> _Material for this exercise_
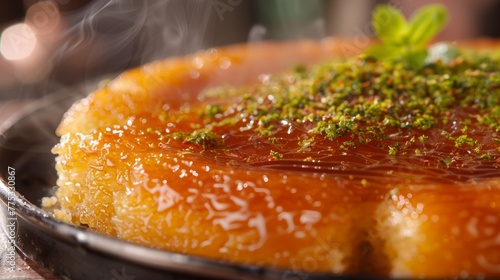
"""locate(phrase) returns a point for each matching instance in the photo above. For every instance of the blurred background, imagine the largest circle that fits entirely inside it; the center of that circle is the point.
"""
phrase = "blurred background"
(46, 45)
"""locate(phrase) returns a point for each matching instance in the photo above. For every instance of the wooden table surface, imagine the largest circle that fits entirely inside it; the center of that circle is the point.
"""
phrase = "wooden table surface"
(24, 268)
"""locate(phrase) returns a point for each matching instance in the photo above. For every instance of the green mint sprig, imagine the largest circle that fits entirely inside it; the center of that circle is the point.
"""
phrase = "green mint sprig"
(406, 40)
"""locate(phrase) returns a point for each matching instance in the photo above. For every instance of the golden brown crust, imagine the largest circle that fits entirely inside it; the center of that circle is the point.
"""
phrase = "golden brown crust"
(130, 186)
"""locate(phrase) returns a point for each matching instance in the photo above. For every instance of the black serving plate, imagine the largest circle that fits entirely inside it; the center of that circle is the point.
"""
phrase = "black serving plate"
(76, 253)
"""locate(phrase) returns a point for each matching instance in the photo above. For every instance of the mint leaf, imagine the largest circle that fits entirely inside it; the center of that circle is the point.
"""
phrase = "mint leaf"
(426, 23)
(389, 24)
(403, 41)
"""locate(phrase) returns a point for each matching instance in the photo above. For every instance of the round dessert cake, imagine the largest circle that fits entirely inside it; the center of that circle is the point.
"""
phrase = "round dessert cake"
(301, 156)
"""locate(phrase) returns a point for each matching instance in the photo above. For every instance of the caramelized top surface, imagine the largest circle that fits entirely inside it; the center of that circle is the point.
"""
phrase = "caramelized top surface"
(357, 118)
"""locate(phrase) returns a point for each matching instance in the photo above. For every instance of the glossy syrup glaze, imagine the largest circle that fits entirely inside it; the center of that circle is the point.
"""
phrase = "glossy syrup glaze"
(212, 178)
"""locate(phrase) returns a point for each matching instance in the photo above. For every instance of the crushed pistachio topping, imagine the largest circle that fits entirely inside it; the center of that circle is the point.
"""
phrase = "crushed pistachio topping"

==

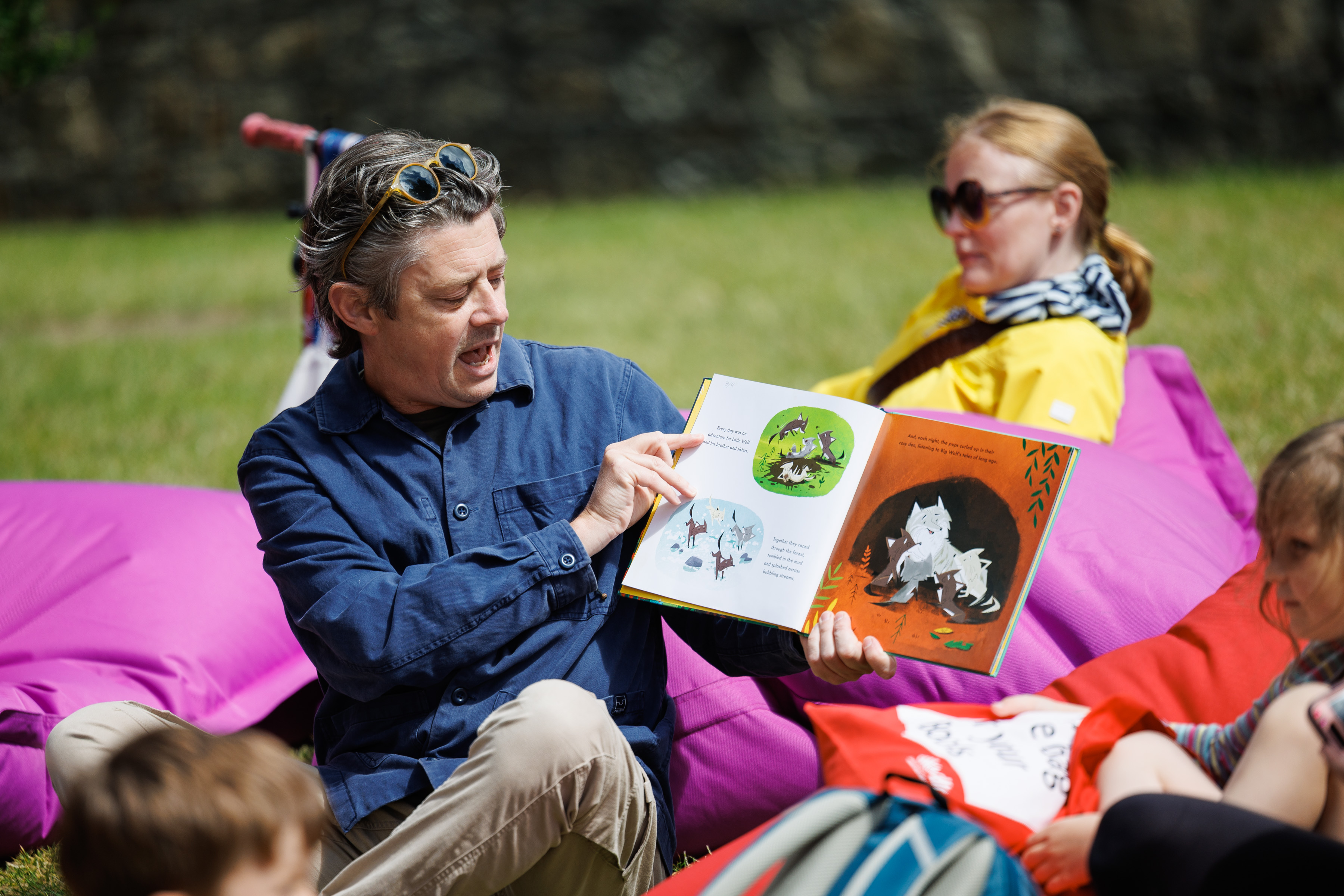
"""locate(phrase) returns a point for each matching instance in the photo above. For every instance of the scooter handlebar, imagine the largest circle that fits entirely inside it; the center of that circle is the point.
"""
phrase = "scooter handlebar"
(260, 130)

---

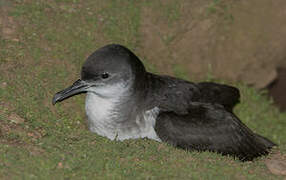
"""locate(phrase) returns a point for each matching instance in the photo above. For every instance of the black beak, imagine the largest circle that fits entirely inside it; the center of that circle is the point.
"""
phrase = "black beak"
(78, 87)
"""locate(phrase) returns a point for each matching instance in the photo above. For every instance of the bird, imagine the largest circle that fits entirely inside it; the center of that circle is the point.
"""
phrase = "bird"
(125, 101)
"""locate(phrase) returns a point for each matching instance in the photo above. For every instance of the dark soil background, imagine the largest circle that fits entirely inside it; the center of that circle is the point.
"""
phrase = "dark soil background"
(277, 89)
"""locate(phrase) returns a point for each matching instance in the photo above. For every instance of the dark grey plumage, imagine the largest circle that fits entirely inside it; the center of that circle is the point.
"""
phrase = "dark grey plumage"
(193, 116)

> _What is expected_
Look over the records above, and wherever a line contains the string "crushed", copy that line.

> _Result of this task_
"""locate(phrase) returns a point for each matching instance in the photo above. For every instance of the crushed pistachio topping, imagine the largest circle that fits entirely inside it; the center of that circle is the point.
phrase = "crushed pistachio topping"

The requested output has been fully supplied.